Mon rôle en tant que haute fonctionnaire à l'égalité femmes-hommes consiste à veiller à ce que cette ambition soit portée et mise en oeuvre par l'ensemble des services du ministère des affaires étrangères à Paris, dans notre réseau diplomatique et consulaire, mais également chez nos opérateurs. Mon rôle suppose aussi de garantir l'exemplarité de notre ministère : une diplomatie féministe n'est certes pas une diplomatie féminine, cependant, elle doit aussi être portée par des femmes. La progression de la parité se révèle donc nécessaire. Telle est la mission que m'a confiée le ministre, avec la présentation d'un plan Parité visant à augmenter le nombre de femmes occupant des fonctions de haut niveau dans la diplomatie. Inscrire cette ambition dans la durée représente un combat à long terme. Le ministre considère comme très important que le ministère soit composé de femmes et d'hommes qui incarnent la France dans sa diversité.
Avant de passer la parole à Joan Valadou qui porte avec moi le message du ministère des affaires étrangères, je voudrais rappeler quelques actions que nous avons menées l'an dernier et que nous conduirons l'année prochaine.
Tout d'abord, nous oeuvrons à la construction de l'égalité entre les femmes et les hommes afin de la porter sur la scène internationale par une action de promotion et de défense de valeurs fondamentales pour la France. Nous le faisions déjà depuis longtemps, car il s'agit d'une dynamique inscrite dans notre ADN diplomatique, mais nous avons structuré cette priorité. Nous exprimons cette préoccupation dans les différentes instances internationales auxquelles nous participons, comme le Conseil de sécurité des Nations unies, qui a adopté un certain nombre de résolutions à l'initiative de la France. Nous sommes également toutes et tous convaincus qu'une société plus égalitaire profite à tous, que ce soit en termes de développement durable, de paix ou de justice. Nous savons que les femmes sont les premières victimes des violences dans les territoires en crise, combien elles sont importantes pour assurer le développement, la réhabilitation et la reconstruction d'un pays qui sort d'un conflit, notamment pour en assurer le développement durable. Sans avoir nécessairement mené d'études commerciales, les femmes, notamment en Afrique, savent réaliser les meilleurs business plans et sont en mesure de conduire de petites ou grandes actions en faveur du développement de leur pays. Cela passe aussi par une promotion forte de l'éducation et de la scolarisation des filles.

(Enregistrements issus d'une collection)
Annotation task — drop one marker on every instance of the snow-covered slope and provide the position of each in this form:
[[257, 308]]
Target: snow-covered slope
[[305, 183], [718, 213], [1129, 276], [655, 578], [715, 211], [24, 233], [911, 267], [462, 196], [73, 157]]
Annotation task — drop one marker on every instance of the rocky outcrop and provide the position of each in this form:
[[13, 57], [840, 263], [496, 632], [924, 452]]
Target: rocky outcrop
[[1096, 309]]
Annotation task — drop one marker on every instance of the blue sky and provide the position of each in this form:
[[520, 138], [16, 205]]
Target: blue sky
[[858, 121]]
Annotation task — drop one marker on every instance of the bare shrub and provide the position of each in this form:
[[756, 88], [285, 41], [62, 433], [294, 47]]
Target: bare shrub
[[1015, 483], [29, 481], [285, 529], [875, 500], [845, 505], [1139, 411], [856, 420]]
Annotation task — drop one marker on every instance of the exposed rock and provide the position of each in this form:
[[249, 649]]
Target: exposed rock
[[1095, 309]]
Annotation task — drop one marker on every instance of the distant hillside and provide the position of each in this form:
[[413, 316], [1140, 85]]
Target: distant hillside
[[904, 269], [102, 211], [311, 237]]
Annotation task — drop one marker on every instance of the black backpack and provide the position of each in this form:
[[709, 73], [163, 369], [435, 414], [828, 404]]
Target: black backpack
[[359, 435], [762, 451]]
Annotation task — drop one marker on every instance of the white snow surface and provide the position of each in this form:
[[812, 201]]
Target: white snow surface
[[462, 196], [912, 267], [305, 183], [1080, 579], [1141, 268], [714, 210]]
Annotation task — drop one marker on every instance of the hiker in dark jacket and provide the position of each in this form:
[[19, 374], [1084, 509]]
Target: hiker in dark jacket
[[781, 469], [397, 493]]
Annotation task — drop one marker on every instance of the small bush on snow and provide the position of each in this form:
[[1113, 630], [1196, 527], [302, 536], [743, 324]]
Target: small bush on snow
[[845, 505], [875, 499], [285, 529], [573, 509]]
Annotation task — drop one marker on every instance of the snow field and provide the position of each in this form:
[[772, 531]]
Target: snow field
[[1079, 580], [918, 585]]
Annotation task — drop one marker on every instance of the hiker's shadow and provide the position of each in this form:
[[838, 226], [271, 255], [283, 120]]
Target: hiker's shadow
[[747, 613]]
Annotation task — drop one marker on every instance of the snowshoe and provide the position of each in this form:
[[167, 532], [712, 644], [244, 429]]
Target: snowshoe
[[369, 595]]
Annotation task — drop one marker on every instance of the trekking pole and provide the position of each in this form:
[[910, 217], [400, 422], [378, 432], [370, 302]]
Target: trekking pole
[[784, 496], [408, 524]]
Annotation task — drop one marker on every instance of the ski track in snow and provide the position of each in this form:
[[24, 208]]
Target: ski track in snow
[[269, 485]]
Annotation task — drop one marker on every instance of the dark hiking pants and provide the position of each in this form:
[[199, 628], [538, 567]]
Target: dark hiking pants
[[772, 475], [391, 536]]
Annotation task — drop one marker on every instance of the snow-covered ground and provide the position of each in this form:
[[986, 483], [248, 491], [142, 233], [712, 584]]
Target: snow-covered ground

● **TÂCHE COURTE A**:
Dans l'extrait sur la diplomatie féministe, énumérez les domaines où, d'après le texte, une société plus égalitaire profite à tous.
● **TÂCHE COURTE B**:
Renvoyez tel quel le passage de l'extrait sur la diplomatie féministe qui commence aux mots « Avant de passer » et s'arrête après les mots « conduirons l'année prochaine. ».

● **RÉPONSE A**:
Le développement durable, la paix et la justice.

● **RÉPONSE B**:
Avant de passer la parole à Joan Valadou qui porte avec moi le message du ministère des affaires étrangères, je voudrais rappeler quelques actions que nous avons menées l'an dernier et que nous conduirons l'année prochaine.